● **Outline labeling data**
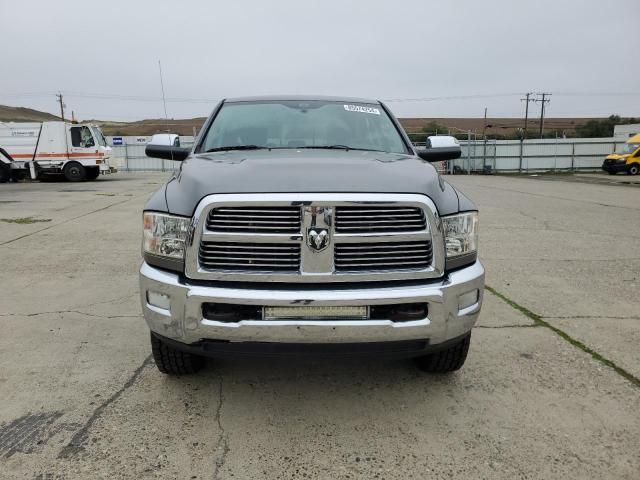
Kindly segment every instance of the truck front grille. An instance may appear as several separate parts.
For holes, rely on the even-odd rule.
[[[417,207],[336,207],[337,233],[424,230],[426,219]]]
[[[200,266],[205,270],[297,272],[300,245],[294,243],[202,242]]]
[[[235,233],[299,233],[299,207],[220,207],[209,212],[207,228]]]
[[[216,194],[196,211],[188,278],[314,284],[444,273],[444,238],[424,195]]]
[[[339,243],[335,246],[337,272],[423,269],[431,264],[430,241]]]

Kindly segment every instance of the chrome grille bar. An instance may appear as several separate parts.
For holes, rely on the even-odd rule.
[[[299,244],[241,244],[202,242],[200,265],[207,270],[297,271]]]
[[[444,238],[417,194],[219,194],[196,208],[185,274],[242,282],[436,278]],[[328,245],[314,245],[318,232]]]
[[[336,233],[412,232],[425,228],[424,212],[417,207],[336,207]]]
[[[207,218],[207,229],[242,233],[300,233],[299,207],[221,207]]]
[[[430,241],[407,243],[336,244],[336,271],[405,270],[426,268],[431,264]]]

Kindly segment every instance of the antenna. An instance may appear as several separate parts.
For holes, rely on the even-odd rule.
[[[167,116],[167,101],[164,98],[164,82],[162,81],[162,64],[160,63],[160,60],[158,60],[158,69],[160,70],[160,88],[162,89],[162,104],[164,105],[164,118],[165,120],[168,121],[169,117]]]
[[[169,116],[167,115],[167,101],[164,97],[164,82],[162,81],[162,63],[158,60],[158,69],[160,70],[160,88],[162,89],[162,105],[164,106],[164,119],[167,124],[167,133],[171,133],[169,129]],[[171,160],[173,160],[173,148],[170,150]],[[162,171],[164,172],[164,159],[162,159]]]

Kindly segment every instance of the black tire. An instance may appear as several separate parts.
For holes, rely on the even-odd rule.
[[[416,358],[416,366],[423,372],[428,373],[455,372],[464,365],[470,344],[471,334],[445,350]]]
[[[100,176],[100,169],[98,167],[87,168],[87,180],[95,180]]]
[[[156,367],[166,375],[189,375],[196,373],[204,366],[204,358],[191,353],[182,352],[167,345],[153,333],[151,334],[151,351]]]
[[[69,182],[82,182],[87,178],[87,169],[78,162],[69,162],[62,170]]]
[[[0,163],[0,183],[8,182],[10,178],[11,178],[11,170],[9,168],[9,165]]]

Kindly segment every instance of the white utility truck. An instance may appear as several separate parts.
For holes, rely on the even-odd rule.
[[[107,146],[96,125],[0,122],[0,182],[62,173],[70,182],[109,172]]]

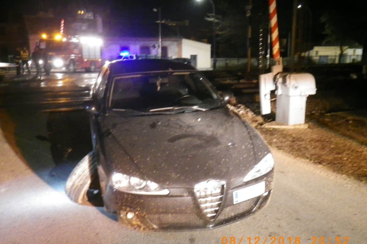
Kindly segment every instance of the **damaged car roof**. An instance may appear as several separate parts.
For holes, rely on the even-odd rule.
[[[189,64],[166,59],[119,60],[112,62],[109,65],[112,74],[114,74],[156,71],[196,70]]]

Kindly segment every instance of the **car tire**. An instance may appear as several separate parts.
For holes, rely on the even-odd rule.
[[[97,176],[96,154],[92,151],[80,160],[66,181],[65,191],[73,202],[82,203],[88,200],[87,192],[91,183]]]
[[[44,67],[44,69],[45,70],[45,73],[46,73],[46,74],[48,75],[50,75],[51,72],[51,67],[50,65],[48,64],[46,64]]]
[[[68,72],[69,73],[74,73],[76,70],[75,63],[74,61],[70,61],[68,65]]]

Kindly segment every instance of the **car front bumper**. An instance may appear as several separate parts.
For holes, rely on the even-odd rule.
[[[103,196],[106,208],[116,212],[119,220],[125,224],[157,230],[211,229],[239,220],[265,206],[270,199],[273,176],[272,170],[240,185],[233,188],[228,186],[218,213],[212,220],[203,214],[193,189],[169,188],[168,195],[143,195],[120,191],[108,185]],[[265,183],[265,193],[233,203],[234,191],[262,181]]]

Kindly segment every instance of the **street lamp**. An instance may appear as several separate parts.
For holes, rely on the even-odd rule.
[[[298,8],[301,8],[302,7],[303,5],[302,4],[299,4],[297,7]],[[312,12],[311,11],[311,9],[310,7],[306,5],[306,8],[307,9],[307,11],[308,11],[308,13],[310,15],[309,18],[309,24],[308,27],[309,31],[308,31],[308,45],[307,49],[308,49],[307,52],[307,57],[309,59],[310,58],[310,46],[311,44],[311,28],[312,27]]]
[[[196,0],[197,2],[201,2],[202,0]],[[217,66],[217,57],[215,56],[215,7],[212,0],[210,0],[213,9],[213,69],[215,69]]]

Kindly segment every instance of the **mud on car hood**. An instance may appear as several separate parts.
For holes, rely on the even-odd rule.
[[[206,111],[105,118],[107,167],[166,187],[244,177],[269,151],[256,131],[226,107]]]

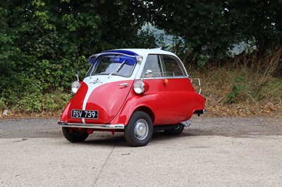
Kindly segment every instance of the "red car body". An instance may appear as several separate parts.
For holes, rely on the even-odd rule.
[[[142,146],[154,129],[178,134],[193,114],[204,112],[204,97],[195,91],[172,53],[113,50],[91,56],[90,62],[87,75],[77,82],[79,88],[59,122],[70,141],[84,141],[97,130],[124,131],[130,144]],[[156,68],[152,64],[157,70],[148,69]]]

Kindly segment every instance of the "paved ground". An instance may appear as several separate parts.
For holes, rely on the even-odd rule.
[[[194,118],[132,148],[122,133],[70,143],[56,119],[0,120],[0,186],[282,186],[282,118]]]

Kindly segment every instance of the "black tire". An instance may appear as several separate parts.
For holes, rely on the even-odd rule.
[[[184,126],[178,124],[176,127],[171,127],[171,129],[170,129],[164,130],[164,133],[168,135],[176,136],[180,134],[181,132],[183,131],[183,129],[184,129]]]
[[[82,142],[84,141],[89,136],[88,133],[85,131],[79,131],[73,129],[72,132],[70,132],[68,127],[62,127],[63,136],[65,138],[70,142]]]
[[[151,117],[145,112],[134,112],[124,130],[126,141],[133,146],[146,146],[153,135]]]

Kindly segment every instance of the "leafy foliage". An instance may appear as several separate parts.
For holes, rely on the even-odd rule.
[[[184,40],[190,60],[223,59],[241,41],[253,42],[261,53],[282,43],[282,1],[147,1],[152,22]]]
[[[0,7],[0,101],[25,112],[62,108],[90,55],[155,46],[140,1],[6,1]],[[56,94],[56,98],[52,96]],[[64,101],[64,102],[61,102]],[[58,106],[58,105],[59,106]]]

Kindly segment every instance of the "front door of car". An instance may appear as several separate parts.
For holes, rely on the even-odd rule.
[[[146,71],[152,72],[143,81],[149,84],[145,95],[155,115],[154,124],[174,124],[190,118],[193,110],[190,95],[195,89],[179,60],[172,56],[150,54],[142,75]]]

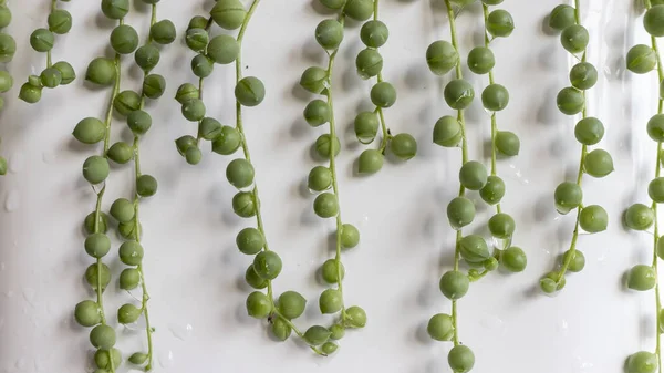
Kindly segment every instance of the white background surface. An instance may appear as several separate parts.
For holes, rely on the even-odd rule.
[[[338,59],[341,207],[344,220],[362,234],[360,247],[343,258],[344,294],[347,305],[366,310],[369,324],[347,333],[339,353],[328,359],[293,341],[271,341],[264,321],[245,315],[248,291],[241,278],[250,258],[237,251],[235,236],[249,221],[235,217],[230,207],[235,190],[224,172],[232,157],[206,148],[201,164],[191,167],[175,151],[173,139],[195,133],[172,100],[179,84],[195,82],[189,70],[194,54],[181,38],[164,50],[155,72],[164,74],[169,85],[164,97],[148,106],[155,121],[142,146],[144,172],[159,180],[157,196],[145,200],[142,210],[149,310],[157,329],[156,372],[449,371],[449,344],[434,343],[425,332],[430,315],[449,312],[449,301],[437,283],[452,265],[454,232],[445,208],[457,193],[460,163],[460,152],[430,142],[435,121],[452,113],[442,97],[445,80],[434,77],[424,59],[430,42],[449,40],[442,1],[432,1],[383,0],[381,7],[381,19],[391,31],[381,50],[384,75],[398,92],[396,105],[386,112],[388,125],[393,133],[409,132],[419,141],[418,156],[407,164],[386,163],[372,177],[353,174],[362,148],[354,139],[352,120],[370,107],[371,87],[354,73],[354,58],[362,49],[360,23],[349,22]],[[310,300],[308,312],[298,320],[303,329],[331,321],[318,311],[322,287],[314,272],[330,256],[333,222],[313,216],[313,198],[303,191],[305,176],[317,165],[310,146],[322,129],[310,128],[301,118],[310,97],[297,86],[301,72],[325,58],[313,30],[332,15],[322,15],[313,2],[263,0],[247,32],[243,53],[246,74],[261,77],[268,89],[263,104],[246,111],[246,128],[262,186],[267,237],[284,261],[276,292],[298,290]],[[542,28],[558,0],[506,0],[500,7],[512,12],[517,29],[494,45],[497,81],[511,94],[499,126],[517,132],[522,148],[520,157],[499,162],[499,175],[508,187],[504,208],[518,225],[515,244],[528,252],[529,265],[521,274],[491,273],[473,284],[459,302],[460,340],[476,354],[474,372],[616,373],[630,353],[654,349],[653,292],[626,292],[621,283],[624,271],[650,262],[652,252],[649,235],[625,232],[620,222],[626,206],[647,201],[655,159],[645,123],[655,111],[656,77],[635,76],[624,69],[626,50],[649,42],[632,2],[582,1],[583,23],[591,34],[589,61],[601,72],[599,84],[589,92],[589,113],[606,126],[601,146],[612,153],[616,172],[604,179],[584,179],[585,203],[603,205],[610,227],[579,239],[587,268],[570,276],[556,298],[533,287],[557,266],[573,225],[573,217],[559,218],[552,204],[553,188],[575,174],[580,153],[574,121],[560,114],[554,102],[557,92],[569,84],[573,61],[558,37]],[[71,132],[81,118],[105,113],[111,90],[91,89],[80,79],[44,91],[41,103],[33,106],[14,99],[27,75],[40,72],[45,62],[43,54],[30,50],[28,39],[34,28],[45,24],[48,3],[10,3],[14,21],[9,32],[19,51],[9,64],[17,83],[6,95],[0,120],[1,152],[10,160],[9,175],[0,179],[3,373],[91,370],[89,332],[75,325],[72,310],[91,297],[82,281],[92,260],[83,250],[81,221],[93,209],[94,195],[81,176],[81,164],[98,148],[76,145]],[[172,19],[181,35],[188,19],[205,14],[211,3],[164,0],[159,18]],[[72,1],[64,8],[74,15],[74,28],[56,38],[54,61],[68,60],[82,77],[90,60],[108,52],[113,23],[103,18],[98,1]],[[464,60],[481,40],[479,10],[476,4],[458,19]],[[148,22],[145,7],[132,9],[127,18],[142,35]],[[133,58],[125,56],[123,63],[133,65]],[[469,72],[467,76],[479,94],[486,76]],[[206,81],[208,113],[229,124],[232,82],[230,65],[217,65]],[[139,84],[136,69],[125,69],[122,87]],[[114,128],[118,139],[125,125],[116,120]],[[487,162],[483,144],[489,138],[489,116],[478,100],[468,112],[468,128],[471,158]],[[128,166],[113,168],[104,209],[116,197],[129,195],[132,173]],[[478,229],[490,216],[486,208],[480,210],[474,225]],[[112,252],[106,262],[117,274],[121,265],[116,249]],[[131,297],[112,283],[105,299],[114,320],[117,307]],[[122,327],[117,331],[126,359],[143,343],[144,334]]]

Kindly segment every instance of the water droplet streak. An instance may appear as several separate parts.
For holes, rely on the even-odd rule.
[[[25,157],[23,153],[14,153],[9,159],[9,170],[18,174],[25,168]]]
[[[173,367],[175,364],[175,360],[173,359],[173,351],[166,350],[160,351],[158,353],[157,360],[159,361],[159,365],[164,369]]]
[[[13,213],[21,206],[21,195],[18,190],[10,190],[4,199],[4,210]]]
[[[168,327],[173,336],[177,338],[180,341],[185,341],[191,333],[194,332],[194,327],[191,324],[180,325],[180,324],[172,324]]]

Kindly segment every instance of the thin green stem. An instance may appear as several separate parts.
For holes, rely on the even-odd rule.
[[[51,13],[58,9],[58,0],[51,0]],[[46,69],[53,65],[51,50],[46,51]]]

● **Problem**
Echo back the lines from the one holding "Kindly segment every instance of the thin" through the end of the data, inclusive.

● **The reply**
Kindly segment every instance of the thin green stem. An instance may appear as several separate parts.
For holes, rely on the even-odd rule.
[[[51,13],[58,9],[58,0],[51,0]],[[46,69],[53,65],[51,50],[46,51]]]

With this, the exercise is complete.